Start of Selected extract

Friday, November 30, 2007

Zambia - Book Review of The Unheard

The Unheard – a memoir of deafness and Africa

by Josh Swiller; Henry Holt and Company, New York, 2007

If you yearn to relive the angst, frustrations, self-doubt and self discovery of your Peace Corps experience, this may be the book for you. Josh Swiller who served in northern Zambia in the early 1990s was an unusual volunteer who apparently had an unusually conflict ridden tour. Perhaps, as he himself would admit, it was his combative personality, but also – as he repeatedly refers to in the book – it was because the town where he was assigned was just mean and devoid of effective leadership. In any case, common cultural misunderstandings often flared up into major confrontations, especially when our idealistic hero put his foot down and stood firm on his scruples.

Josh’s experience was sadly typical in many respects. He was puzzlement to the community. Why was he there? Why was he impotent to wave a magic wand and heal the diseased and dying or provide wells, jobs or education? Ultimately since he could not work wonders, what was amiss? On Josh’s side, he too wondered why he was there. What was he to do to promote development? And how to do it? Especially since the community’s response was nearly zero. Finally, what did he accomplish?

Josh carried an additional burden as a deaf man. He could partially understand one-on-one when his hearing aids were working, but in crowds or with background noise intelligible sounds ceased. Josh wrote frankly about his deafness and the issues that he had to deal with - exclusion from group conversations for example. But part of his motivation to join the Peace Corps was to find himself and to find a place where deafness mattered less. He said he found that in Zambia. Being white and American was odd enough; no one seemed concerned with his deafness.

Josh forged a solid friendship with Augustine Jere who served as his guide to Zambian culture and the strange town they lived in. Ultimately, this friendship was tested by culture and corrupt, even evil, circumstances. Without divulging the story, let me say that it tracks. Zambians, their town, expectations and frailties come alive. The author writes compellingly. Former PCVs will recognize the reality of the world Swiller so ably describes and will admire his tenacity even while deploring his (self admitted) foolishness in attempting to deal with it.

End of Selected extract
Start of Entries provided

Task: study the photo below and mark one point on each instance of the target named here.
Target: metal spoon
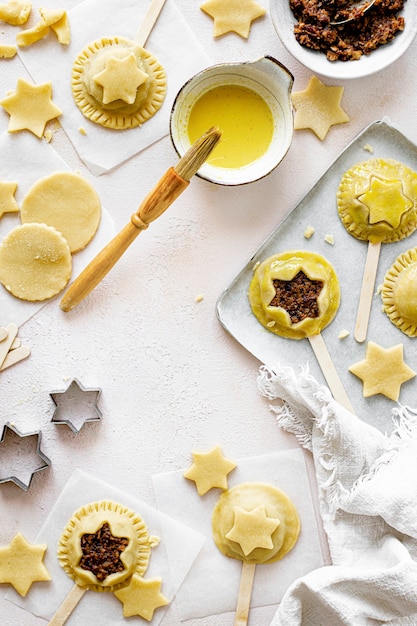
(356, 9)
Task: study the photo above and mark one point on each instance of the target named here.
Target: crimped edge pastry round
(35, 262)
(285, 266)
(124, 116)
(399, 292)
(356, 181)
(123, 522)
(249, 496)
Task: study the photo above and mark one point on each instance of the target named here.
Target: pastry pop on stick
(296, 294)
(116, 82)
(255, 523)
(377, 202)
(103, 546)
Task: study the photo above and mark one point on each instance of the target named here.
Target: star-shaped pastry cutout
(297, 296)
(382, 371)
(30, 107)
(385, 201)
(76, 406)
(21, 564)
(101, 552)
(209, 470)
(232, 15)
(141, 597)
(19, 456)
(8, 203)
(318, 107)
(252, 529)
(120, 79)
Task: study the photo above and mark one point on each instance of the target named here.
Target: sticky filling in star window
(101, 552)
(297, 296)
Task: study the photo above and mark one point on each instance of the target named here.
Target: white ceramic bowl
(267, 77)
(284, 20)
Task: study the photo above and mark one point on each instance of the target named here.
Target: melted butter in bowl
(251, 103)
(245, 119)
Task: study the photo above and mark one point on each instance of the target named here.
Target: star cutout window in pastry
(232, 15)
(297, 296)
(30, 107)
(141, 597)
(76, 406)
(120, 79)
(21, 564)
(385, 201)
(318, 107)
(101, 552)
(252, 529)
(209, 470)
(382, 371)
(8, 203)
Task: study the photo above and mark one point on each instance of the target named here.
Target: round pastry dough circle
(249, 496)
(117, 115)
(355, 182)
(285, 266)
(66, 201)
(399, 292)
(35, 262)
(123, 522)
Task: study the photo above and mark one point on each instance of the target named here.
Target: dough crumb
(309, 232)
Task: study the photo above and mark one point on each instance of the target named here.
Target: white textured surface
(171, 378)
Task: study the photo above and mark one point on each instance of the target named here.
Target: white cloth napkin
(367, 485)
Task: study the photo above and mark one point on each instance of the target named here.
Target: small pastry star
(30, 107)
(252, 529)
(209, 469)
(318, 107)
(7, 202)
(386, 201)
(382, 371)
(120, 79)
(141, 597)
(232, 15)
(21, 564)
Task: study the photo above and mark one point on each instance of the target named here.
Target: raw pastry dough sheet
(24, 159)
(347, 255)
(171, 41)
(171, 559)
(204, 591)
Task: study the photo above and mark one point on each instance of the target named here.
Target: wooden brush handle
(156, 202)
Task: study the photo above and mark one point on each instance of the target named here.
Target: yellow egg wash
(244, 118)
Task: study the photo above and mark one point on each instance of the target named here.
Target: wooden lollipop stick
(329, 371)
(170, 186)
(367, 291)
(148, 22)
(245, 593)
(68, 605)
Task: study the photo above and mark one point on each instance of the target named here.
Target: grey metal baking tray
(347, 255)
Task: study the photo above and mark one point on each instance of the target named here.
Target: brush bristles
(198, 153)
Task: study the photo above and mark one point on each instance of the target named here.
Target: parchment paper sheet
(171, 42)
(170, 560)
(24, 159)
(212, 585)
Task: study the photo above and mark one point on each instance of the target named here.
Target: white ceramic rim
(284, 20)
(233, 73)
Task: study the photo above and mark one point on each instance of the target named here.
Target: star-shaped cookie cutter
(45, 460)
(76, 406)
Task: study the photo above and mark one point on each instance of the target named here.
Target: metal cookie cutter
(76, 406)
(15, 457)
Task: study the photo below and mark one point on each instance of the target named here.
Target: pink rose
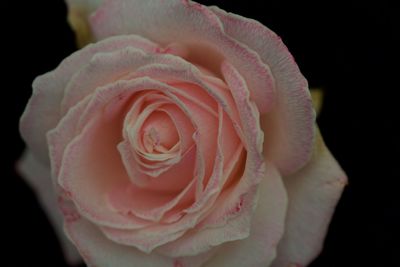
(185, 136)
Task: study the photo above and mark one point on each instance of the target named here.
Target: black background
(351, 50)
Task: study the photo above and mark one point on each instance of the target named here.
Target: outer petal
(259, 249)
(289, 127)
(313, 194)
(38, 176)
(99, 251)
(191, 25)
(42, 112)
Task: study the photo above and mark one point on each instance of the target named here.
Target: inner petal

End of Entries provided

* **Exercise**
Repeat the part of the book review between "Friday, November 30, 2007" and "on his scruples.", inclusive. The material above stands on its own and has no tie to the book review.

* **Answer to this exercise**
Friday, November 30, 2007

Zambia - Book Review of The Unheard

The Unheard – a memoir of deafness and Africa

by Josh Swiller; Henry Holt and Company, New York, 2007

If you yearn to relive the angst, frustrations, self-doubt and self discovery of your Peace Corps experience, this may be the book for you. Josh Swiller who served in northern Zambia in the early 1990s was an unusual volunteer who apparently had an unusually conflict ridden tour. Perhaps, as he himself would admit, it was his combative personality, but also – as he repeatedly refers to in the book – it was because the town where he was assigned was just mean and devoid of effective leadership. In any case, common cultural misunderstandings often flared up into major confrontations, especially when our idealistic hero put his foot down and stood firm on his scruples.